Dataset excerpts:
• • • • • • •
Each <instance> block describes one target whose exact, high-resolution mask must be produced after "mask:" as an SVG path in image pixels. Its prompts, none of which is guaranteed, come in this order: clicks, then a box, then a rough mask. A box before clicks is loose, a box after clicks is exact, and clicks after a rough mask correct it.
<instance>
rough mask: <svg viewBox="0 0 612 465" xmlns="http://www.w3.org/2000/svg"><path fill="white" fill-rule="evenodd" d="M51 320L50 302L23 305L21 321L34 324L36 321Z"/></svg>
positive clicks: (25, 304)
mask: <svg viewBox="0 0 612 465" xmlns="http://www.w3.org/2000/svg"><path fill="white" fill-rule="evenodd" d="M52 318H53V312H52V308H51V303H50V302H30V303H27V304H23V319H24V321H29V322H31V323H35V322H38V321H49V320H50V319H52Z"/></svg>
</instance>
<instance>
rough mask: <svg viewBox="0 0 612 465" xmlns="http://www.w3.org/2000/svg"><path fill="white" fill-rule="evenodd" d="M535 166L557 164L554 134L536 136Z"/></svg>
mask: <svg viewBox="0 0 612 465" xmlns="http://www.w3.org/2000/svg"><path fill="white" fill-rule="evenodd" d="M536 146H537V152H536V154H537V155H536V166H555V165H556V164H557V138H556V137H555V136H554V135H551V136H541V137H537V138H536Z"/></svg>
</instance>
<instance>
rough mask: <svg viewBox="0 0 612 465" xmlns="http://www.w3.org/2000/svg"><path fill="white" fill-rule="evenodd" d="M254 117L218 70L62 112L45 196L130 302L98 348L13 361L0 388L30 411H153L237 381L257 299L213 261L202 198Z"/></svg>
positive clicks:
• • • • • • •
Instructions for the task ->
Nothing is to be left out; every record above must be repeated exactly.

Exercise result ->
Each <instance> block describes one target whose exact, high-resolution mask must be produced after "mask:" as an SVG path in image pixels. Its prompts, none of which is guaranteed, come in this order: clicks, then a box, then a rough mask. A box before clicks is loose, a box after clicks is exact, and clicks after a rough mask correct it.
<instance>
rough mask: <svg viewBox="0 0 612 465" xmlns="http://www.w3.org/2000/svg"><path fill="white" fill-rule="evenodd" d="M51 320L50 302L23 305L21 321L34 324L36 321Z"/></svg>
positive clicks: (25, 304)
mask: <svg viewBox="0 0 612 465" xmlns="http://www.w3.org/2000/svg"><path fill="white" fill-rule="evenodd" d="M52 318H53V312H52V308H51V303H50V302H30V303H27V304H23V319H24V321H29V322H31V323H35V322H38V321H49V320H50V319H52Z"/></svg>
</instance>
<instance>
rough mask: <svg viewBox="0 0 612 465" xmlns="http://www.w3.org/2000/svg"><path fill="white" fill-rule="evenodd" d="M535 166L557 164L554 134L536 136Z"/></svg>
mask: <svg viewBox="0 0 612 465" xmlns="http://www.w3.org/2000/svg"><path fill="white" fill-rule="evenodd" d="M536 146H537V152H536V154H537V155H536V166H555V165H556V164H557V138H556V137H555V136H554V135H551V136H541V137H537V138H536Z"/></svg>
</instance>
<instance>
rough mask: <svg viewBox="0 0 612 465" xmlns="http://www.w3.org/2000/svg"><path fill="white" fill-rule="evenodd" d="M254 117L218 70L62 112L45 196L130 302L98 348L13 361L0 388L30 411H153L237 381L257 299L213 261L202 198Z"/></svg>
positive clicks:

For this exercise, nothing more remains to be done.